*Instruction A:* In the court opinion below, on what date did the District Court allow the defendant's motion to dismiss the complaint?

*Passage provided:*
197 F2d 462 Martinez v. Neelly
197 F.2d 462
United States Court of Appeals, Seventh Circuit.
May 21, 1952.
Rehearing Denied June 7, 1952.
Eugene Cotton, Chicago, Ill. (Cotton, Fruchtman & Watt, Chicago, Ill., of counsel), for appellant.
Otto Kerner, Jr., U. S. Atty., John Peter Lulinski, Asst. U. S. Atty., Chicago, Ill., William Sylvester White, Jr., Asst. U. S. Atty., Chicago, Ill., for appellee.
Before MAJOR, Chief Judge, and DUFFY and LINDLEY, Circuit Judges.
MAJOR, Chief Judge.
Plaintiff by complaint, filed August 25, 1949, sought a review under § 10 of the Administrative Procedure Act, 5 U.S.C.A. § 1009, of an order of the Assistant Commissioner of Immigration and Naturalization, dated March 22, 1949, directing plaintiff's deportation to Mexico. Defendant on numerous grounds moved to dismiss the complaint, which motion was allowed by the District Court, October 1, 1951. From this order of dismissal the appeal comes to this court.
The District Court in a memorandum opinion rendered in connection with its order of dismissal discusses and decides adversely to plaintiff every issue presented by his complaint. Subsequently and on March 10, 1952, the Supreme Court decided the case of Harisiades v. Shaughnessy, 342 U.S. 580, 72 S.Ct. 512, which not only confirmed the views of the District Court as expressed in its memorandum opinion but which we think is decisive of every issue presented on this appeal.

*Instruction B:* Report every line of the records below that contains the string "bird".

*Records for processing:*
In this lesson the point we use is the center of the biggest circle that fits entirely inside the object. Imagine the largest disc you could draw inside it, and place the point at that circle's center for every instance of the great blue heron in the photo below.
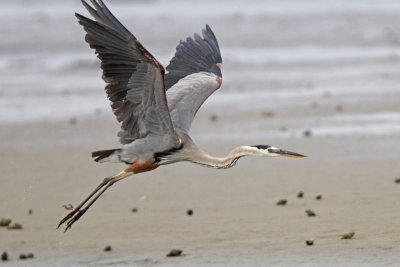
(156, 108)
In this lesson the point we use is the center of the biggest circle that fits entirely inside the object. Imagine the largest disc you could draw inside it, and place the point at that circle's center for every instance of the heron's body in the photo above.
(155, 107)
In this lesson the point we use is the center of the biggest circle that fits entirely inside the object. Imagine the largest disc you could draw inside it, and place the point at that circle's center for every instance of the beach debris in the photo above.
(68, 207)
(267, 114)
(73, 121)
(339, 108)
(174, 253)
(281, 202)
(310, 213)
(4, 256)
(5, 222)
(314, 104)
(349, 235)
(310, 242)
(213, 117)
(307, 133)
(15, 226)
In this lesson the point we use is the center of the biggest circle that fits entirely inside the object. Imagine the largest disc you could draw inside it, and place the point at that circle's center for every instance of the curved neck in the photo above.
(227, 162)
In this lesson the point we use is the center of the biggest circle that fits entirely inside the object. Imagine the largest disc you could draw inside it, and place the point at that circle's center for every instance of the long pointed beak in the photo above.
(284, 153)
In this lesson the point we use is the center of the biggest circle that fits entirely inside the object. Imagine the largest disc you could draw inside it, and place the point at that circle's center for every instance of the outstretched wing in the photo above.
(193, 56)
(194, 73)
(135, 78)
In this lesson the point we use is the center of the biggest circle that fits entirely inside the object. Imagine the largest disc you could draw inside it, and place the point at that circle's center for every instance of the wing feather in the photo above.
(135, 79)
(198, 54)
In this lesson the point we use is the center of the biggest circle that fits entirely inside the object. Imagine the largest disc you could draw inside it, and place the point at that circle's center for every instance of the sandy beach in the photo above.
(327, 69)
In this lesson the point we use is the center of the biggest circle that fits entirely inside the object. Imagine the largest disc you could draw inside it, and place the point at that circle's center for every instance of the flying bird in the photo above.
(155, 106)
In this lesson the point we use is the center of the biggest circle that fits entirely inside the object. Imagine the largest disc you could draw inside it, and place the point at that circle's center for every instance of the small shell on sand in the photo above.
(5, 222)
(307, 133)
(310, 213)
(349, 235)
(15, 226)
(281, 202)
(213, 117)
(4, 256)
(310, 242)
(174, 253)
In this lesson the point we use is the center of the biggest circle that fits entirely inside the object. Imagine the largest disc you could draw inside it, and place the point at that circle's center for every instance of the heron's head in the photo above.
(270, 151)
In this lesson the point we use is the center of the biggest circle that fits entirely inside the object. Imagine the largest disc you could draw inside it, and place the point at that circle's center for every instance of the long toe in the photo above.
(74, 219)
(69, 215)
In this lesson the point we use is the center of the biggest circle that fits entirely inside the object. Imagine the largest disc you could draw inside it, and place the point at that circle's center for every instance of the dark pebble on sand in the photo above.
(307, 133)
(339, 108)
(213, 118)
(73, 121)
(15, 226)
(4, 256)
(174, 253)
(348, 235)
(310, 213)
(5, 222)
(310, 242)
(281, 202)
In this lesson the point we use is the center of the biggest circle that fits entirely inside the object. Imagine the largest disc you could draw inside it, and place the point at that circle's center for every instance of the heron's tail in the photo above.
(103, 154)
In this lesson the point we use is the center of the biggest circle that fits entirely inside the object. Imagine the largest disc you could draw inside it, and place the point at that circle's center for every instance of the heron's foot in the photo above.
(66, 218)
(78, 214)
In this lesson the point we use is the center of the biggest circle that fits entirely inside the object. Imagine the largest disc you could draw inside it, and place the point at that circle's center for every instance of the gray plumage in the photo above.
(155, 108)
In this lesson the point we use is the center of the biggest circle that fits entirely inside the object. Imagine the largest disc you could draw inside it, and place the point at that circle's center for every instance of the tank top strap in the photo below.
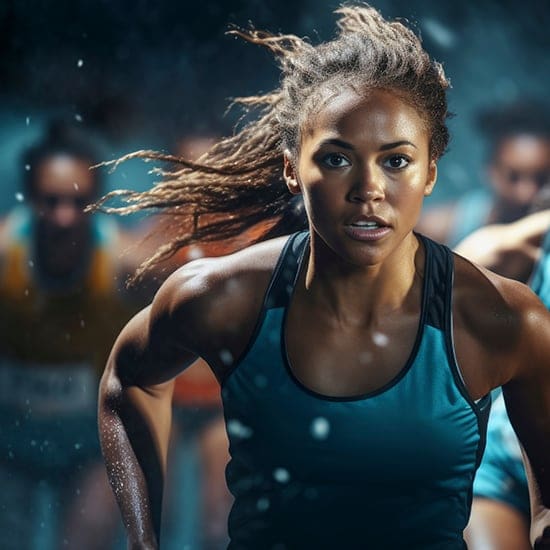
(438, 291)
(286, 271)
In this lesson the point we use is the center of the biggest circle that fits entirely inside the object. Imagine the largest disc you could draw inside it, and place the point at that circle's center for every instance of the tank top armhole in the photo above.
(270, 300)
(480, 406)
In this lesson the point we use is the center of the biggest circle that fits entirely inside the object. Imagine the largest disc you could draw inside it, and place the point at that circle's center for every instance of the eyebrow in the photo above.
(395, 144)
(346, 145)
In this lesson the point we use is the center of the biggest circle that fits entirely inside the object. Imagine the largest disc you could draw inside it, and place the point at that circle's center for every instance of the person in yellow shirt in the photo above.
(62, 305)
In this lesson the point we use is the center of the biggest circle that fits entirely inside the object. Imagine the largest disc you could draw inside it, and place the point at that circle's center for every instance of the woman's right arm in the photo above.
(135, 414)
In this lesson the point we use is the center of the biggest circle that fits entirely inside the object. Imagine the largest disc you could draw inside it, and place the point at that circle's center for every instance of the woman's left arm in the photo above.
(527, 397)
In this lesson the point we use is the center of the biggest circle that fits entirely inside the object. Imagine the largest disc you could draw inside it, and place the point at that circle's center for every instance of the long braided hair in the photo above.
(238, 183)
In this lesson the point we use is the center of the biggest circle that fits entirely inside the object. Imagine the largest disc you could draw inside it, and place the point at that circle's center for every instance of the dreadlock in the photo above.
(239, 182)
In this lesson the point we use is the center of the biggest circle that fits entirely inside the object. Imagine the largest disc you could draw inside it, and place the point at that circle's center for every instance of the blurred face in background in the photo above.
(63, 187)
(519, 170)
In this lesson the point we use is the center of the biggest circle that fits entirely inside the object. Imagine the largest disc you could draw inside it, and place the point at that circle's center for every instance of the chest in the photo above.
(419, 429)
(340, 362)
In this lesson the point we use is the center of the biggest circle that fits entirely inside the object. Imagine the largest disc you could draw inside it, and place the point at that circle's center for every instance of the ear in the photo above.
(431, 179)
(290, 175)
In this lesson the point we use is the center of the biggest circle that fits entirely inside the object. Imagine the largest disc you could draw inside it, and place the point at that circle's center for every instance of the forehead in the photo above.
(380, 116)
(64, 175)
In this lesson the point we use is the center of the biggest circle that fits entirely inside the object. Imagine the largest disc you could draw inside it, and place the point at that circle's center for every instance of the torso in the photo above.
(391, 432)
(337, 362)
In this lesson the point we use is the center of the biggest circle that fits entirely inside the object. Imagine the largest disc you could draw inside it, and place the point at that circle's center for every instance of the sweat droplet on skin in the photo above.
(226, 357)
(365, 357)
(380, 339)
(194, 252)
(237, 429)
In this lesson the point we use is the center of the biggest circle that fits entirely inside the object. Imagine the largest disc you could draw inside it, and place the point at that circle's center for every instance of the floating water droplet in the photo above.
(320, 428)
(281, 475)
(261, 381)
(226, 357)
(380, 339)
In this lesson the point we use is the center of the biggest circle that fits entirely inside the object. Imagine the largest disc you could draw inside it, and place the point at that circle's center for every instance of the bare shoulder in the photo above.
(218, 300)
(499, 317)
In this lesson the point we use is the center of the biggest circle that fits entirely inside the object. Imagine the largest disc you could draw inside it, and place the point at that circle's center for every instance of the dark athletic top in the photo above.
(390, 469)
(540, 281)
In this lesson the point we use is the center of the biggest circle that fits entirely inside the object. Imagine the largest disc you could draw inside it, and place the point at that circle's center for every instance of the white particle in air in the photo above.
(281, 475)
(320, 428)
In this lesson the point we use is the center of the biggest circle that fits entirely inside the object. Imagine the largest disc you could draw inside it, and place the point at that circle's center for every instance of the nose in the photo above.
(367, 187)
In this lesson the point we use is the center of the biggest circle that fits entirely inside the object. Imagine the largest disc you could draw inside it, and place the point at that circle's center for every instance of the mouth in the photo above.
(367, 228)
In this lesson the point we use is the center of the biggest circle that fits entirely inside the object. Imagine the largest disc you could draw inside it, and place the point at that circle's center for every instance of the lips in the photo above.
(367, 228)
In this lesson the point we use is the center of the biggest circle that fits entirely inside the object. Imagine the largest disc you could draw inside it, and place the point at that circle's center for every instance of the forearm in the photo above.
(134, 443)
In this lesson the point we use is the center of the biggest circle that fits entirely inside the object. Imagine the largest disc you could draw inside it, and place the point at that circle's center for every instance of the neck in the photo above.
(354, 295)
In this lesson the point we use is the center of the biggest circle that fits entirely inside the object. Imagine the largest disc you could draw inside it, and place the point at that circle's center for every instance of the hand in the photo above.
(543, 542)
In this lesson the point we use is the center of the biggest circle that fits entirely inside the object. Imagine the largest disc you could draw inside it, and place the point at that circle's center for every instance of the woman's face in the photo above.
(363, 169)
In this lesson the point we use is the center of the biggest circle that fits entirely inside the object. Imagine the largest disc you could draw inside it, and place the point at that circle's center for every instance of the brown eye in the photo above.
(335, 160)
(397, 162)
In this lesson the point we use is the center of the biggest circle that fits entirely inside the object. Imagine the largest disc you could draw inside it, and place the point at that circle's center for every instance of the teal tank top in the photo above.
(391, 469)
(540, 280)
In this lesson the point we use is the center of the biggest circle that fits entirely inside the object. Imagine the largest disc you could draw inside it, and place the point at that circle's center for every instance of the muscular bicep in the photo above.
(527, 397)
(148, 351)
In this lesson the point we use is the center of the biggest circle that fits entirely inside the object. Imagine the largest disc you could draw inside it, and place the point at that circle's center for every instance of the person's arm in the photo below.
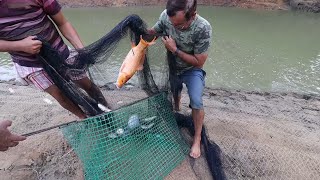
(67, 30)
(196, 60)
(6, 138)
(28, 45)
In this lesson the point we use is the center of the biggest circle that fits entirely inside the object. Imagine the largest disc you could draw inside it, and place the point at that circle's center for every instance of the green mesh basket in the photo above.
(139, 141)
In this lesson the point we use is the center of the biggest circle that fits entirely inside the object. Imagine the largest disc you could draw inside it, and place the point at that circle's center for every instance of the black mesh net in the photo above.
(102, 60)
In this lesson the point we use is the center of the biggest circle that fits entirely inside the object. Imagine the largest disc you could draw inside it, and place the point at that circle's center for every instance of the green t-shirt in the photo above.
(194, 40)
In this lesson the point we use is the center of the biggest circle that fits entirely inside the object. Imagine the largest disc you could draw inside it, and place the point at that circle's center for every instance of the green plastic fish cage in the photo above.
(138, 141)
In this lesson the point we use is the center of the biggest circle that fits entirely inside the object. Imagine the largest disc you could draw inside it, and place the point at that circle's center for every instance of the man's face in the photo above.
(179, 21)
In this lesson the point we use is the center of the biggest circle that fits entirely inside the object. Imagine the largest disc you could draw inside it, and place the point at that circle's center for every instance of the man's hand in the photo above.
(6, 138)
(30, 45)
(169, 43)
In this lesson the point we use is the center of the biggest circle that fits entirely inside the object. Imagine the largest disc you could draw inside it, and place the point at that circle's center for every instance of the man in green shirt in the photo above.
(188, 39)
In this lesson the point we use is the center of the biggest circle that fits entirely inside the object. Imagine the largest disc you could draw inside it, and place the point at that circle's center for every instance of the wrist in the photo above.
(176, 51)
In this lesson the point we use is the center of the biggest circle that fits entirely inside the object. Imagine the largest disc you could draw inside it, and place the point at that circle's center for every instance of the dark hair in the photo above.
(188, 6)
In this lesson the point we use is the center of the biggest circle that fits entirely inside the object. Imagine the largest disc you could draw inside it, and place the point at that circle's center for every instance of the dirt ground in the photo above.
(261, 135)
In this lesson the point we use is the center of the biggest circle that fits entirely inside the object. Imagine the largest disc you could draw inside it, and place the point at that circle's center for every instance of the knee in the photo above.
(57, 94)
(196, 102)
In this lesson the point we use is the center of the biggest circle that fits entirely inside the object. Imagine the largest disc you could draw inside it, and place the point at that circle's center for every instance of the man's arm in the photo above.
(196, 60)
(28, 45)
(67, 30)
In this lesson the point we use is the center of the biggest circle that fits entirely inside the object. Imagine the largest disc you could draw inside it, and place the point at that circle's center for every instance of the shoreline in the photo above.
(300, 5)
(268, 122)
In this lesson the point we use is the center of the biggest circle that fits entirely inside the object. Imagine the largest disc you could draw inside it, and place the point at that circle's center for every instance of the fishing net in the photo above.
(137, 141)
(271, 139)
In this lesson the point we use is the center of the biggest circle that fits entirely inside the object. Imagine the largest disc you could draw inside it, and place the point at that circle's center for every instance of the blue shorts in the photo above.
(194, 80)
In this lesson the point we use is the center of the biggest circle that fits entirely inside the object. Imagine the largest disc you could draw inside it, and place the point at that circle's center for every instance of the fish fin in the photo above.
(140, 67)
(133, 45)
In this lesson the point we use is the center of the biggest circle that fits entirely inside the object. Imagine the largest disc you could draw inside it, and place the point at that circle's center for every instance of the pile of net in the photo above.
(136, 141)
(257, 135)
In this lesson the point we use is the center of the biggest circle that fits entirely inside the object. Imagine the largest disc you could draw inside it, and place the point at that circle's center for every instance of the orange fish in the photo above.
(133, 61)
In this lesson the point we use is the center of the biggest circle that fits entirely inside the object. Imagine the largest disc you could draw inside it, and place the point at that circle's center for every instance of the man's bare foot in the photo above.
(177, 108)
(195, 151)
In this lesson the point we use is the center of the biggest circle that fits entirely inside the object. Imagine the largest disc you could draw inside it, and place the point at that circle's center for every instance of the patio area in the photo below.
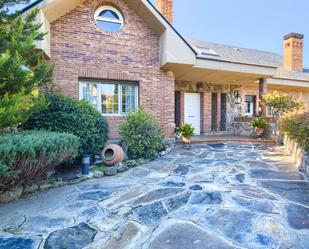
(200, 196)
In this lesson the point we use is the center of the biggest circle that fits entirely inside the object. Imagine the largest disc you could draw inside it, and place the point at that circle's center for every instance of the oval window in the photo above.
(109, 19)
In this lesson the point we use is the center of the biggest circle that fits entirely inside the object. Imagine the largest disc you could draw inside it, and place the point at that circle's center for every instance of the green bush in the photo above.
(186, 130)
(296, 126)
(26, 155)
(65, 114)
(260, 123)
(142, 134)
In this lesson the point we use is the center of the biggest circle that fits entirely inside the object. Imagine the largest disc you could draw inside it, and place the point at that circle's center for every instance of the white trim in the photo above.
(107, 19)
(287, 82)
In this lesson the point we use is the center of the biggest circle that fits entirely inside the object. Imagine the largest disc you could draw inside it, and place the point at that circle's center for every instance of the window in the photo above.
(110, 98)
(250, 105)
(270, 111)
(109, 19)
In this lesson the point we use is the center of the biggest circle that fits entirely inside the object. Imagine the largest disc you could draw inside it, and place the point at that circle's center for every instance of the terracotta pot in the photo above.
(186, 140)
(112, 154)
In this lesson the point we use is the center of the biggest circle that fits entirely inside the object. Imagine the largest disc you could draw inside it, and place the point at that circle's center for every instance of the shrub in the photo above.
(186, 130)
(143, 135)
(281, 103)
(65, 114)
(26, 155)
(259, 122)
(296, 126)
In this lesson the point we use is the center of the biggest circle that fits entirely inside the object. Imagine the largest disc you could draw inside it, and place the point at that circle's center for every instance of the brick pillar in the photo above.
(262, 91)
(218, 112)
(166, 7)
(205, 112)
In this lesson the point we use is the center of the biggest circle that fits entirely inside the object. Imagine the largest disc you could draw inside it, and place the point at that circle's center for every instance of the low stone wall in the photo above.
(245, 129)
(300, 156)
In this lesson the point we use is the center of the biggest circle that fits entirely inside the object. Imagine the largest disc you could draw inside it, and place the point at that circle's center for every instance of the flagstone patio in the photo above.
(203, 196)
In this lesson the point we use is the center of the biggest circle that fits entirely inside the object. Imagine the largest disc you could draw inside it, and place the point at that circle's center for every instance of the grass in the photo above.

*Complete response A:* October 1, 1951.

*Complete response B:*
In this lesson the point we use is the center of the biggest circle that fits entirely inside the object. Imagine the largest disc you could draw inside it, and place the point at that circle's center for every instance of the flying bird in the photo above.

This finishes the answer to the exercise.